_YOUR TASK_: Duplicate the records between the line holding "Where can you spot the paper" and the line holding "(1168, 778)", inclusive, keeping every character identical.

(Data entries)
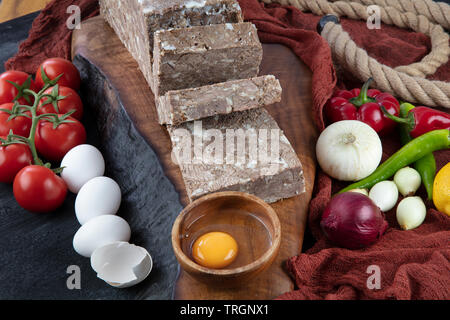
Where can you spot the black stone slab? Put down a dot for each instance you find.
(36, 249)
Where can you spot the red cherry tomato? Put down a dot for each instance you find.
(71, 102)
(13, 158)
(53, 67)
(54, 143)
(8, 92)
(20, 125)
(39, 189)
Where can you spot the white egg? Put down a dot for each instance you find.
(81, 164)
(98, 196)
(121, 264)
(99, 232)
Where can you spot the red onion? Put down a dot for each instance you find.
(352, 220)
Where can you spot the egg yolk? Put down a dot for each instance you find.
(215, 250)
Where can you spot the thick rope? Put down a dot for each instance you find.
(407, 82)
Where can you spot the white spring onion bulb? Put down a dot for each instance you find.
(411, 212)
(348, 150)
(384, 194)
(408, 181)
(362, 191)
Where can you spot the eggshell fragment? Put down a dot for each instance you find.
(100, 231)
(99, 196)
(121, 264)
(81, 164)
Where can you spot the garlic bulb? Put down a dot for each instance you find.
(348, 150)
(411, 212)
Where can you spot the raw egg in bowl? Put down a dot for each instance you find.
(226, 238)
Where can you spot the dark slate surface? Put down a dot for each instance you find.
(36, 249)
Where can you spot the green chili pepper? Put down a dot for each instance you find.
(426, 166)
(409, 153)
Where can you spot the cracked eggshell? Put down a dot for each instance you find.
(99, 196)
(81, 164)
(100, 231)
(121, 264)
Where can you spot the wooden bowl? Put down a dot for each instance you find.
(220, 205)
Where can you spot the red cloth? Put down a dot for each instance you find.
(413, 264)
(49, 35)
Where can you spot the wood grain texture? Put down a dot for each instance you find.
(10, 9)
(97, 43)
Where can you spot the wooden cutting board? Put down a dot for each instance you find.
(97, 43)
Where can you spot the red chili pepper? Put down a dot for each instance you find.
(421, 120)
(363, 105)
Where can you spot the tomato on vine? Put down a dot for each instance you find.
(13, 85)
(13, 157)
(39, 189)
(63, 71)
(13, 119)
(55, 136)
(61, 100)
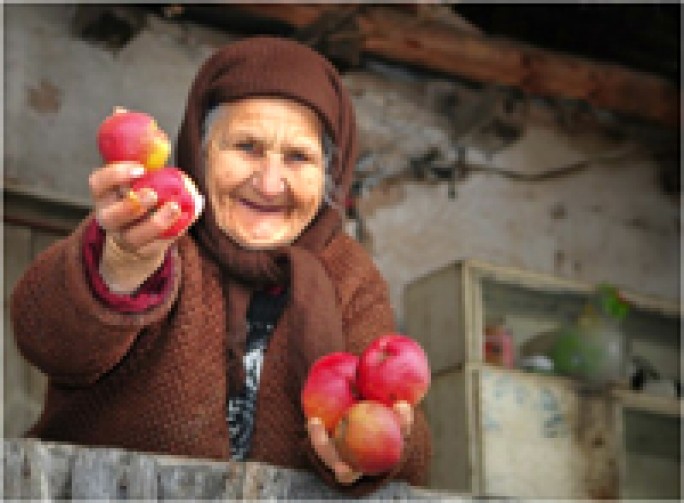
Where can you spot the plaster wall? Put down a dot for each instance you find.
(607, 222)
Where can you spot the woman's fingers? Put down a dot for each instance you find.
(112, 176)
(150, 228)
(325, 449)
(115, 212)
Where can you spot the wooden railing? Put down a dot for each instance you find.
(51, 471)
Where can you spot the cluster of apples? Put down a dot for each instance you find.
(353, 397)
(135, 137)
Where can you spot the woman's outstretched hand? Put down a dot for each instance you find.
(326, 450)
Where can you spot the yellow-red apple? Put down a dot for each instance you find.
(368, 438)
(330, 388)
(171, 184)
(133, 136)
(393, 367)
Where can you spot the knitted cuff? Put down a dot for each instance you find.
(124, 272)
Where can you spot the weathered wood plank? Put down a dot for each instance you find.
(398, 36)
(47, 471)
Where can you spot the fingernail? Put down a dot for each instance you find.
(136, 171)
(172, 209)
(148, 196)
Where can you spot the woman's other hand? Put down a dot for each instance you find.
(326, 450)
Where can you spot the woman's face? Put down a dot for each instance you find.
(265, 170)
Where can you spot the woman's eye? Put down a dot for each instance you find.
(248, 147)
(297, 156)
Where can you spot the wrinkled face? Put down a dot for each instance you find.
(265, 170)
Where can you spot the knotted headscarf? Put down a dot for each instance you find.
(268, 66)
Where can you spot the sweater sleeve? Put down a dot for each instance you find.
(367, 316)
(151, 293)
(60, 324)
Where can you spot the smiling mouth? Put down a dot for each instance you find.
(263, 208)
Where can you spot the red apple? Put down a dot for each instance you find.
(330, 388)
(368, 438)
(393, 367)
(171, 184)
(133, 136)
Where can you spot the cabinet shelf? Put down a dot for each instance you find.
(502, 432)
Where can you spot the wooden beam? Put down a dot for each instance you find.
(398, 36)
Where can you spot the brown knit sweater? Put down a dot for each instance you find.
(156, 381)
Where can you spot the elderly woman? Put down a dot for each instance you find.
(199, 346)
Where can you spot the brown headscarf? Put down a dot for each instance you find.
(267, 66)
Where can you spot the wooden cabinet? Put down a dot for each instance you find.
(508, 432)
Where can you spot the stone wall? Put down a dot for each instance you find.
(49, 472)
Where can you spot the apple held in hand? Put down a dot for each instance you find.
(393, 367)
(171, 184)
(368, 438)
(133, 136)
(330, 388)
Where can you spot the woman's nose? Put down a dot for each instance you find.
(271, 181)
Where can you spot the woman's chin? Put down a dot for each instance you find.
(261, 238)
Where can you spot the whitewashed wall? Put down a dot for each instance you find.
(609, 222)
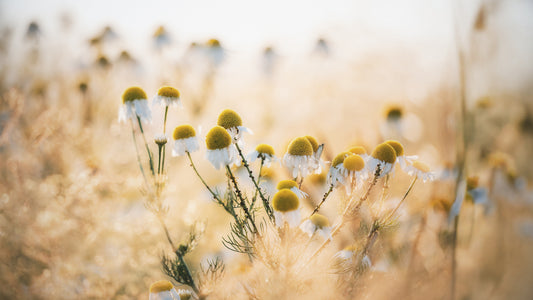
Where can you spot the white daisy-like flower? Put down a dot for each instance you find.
(265, 152)
(293, 186)
(167, 96)
(354, 172)
(336, 172)
(163, 290)
(317, 223)
(420, 170)
(185, 140)
(232, 122)
(384, 157)
(286, 208)
(299, 158)
(317, 152)
(221, 151)
(134, 105)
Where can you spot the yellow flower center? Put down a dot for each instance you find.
(385, 153)
(217, 138)
(133, 93)
(213, 43)
(319, 221)
(393, 112)
(472, 182)
(421, 166)
(340, 158)
(285, 200)
(313, 142)
(354, 163)
(229, 119)
(286, 184)
(265, 149)
(300, 146)
(169, 92)
(161, 286)
(358, 150)
(398, 147)
(183, 132)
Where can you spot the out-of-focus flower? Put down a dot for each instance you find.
(167, 96)
(286, 208)
(220, 150)
(185, 140)
(317, 223)
(299, 157)
(293, 186)
(163, 290)
(264, 152)
(232, 122)
(420, 170)
(134, 104)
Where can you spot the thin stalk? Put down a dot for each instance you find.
(347, 211)
(240, 196)
(317, 208)
(138, 155)
(147, 148)
(190, 280)
(215, 196)
(266, 205)
(401, 201)
(258, 182)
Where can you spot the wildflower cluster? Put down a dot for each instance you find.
(252, 229)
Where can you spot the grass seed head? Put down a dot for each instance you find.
(133, 93)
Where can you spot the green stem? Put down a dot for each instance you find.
(266, 205)
(323, 199)
(401, 201)
(138, 155)
(242, 203)
(147, 148)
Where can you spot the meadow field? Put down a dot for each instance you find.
(320, 151)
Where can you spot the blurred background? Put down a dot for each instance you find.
(72, 220)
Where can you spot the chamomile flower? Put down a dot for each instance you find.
(420, 170)
(167, 96)
(336, 173)
(163, 290)
(299, 157)
(264, 152)
(232, 122)
(185, 140)
(134, 105)
(286, 208)
(220, 150)
(317, 223)
(293, 186)
(403, 160)
(317, 152)
(384, 158)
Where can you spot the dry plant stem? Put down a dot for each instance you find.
(347, 212)
(317, 208)
(258, 181)
(215, 196)
(147, 148)
(242, 203)
(177, 252)
(266, 205)
(401, 201)
(138, 156)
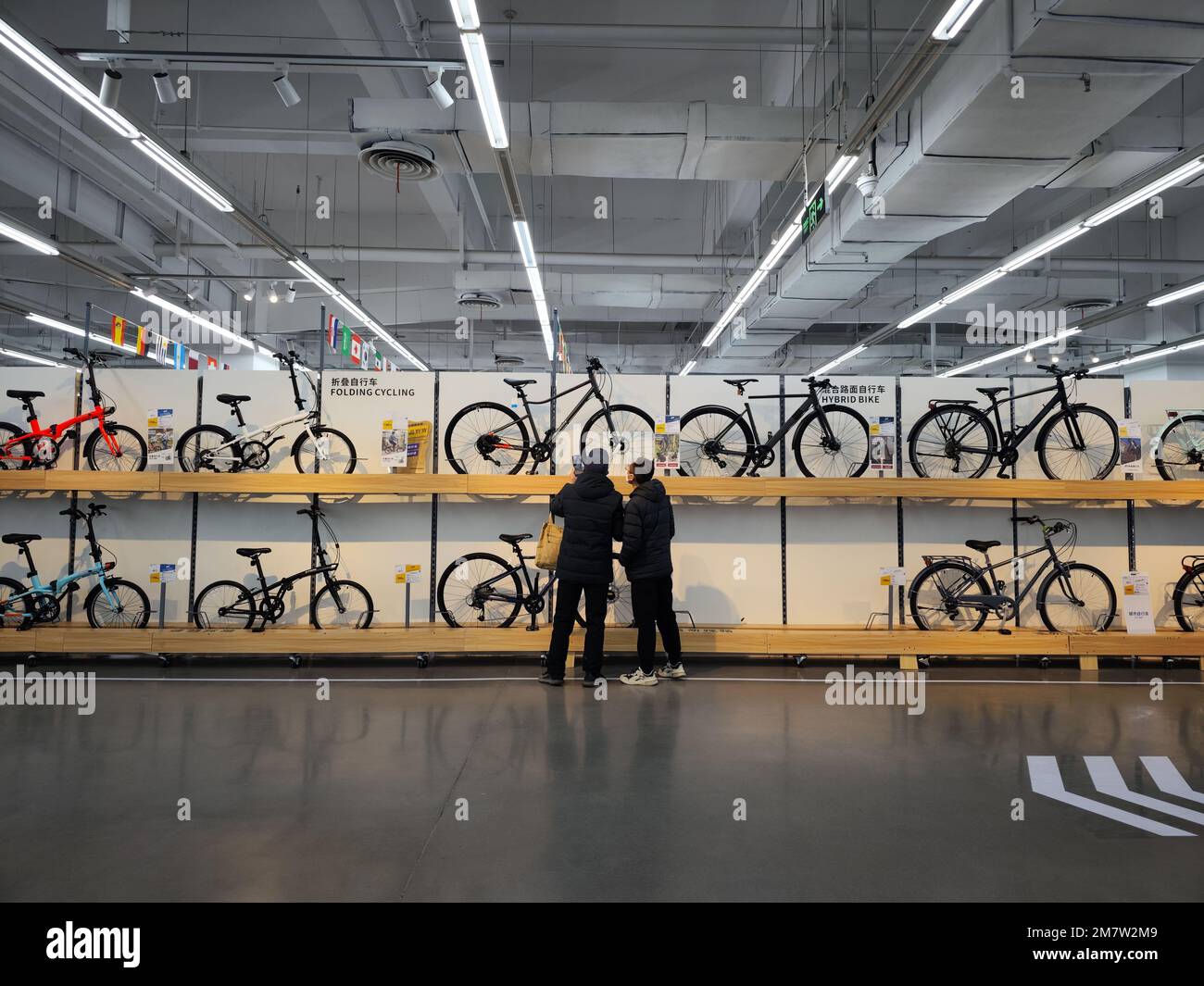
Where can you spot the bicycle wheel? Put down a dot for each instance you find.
(1058, 445)
(128, 608)
(715, 441)
(951, 442)
(342, 602)
(934, 596)
(224, 605)
(1079, 600)
(633, 436)
(485, 438)
(1181, 449)
(15, 612)
(326, 452)
(129, 452)
(196, 449)
(15, 454)
(1188, 598)
(843, 450)
(480, 590)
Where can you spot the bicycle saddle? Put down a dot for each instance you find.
(982, 545)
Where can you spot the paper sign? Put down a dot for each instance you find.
(160, 436)
(1135, 598)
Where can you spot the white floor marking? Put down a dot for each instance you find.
(1047, 779)
(1168, 778)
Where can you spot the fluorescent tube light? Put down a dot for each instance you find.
(28, 239)
(477, 56)
(177, 167)
(49, 69)
(955, 19)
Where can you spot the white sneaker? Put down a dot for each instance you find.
(638, 678)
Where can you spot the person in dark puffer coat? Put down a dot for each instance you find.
(593, 512)
(648, 530)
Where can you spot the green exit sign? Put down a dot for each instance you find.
(814, 213)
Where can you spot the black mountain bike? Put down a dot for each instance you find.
(831, 440)
(956, 440)
(317, 448)
(1188, 593)
(340, 602)
(489, 437)
(954, 593)
(481, 589)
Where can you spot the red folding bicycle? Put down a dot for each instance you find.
(109, 448)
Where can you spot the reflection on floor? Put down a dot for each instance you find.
(474, 782)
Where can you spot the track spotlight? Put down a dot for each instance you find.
(284, 88)
(437, 92)
(109, 88)
(163, 88)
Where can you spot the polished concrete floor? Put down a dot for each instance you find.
(569, 797)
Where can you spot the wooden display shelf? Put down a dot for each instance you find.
(703, 640)
(1030, 490)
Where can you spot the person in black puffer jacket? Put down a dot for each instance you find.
(648, 530)
(593, 512)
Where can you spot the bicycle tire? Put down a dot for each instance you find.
(1043, 438)
(192, 461)
(1095, 625)
(136, 619)
(456, 445)
(442, 595)
(1166, 469)
(244, 596)
(735, 418)
(915, 436)
(100, 459)
(350, 589)
(930, 572)
(1188, 622)
(834, 412)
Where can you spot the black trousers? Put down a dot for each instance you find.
(651, 605)
(569, 595)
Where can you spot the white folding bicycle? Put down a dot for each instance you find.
(316, 449)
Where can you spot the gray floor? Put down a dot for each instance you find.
(574, 798)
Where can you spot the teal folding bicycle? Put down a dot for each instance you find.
(111, 604)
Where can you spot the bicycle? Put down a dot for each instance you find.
(955, 438)
(488, 437)
(1179, 449)
(954, 593)
(831, 440)
(1188, 593)
(112, 602)
(484, 590)
(340, 602)
(109, 448)
(318, 448)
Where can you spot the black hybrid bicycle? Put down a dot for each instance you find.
(489, 437)
(956, 440)
(830, 441)
(340, 602)
(481, 589)
(1188, 593)
(954, 593)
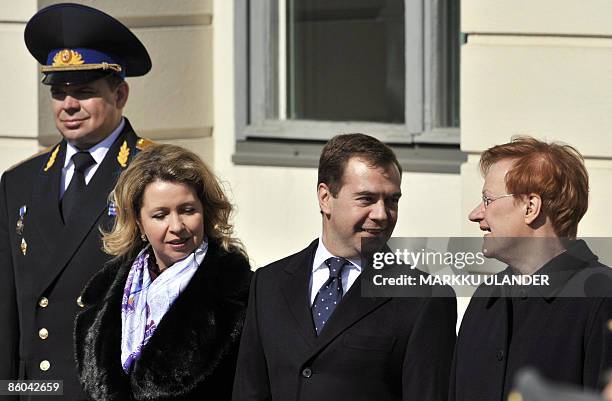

_WRITTEN REPLY_:
Where can you spot the paper sign? Put down a dot for each instance you find.
(160, 436)
(1135, 598)
Where can you spot the white floor marking? Put down a dot for each instance you find.
(1047, 779)
(1168, 778)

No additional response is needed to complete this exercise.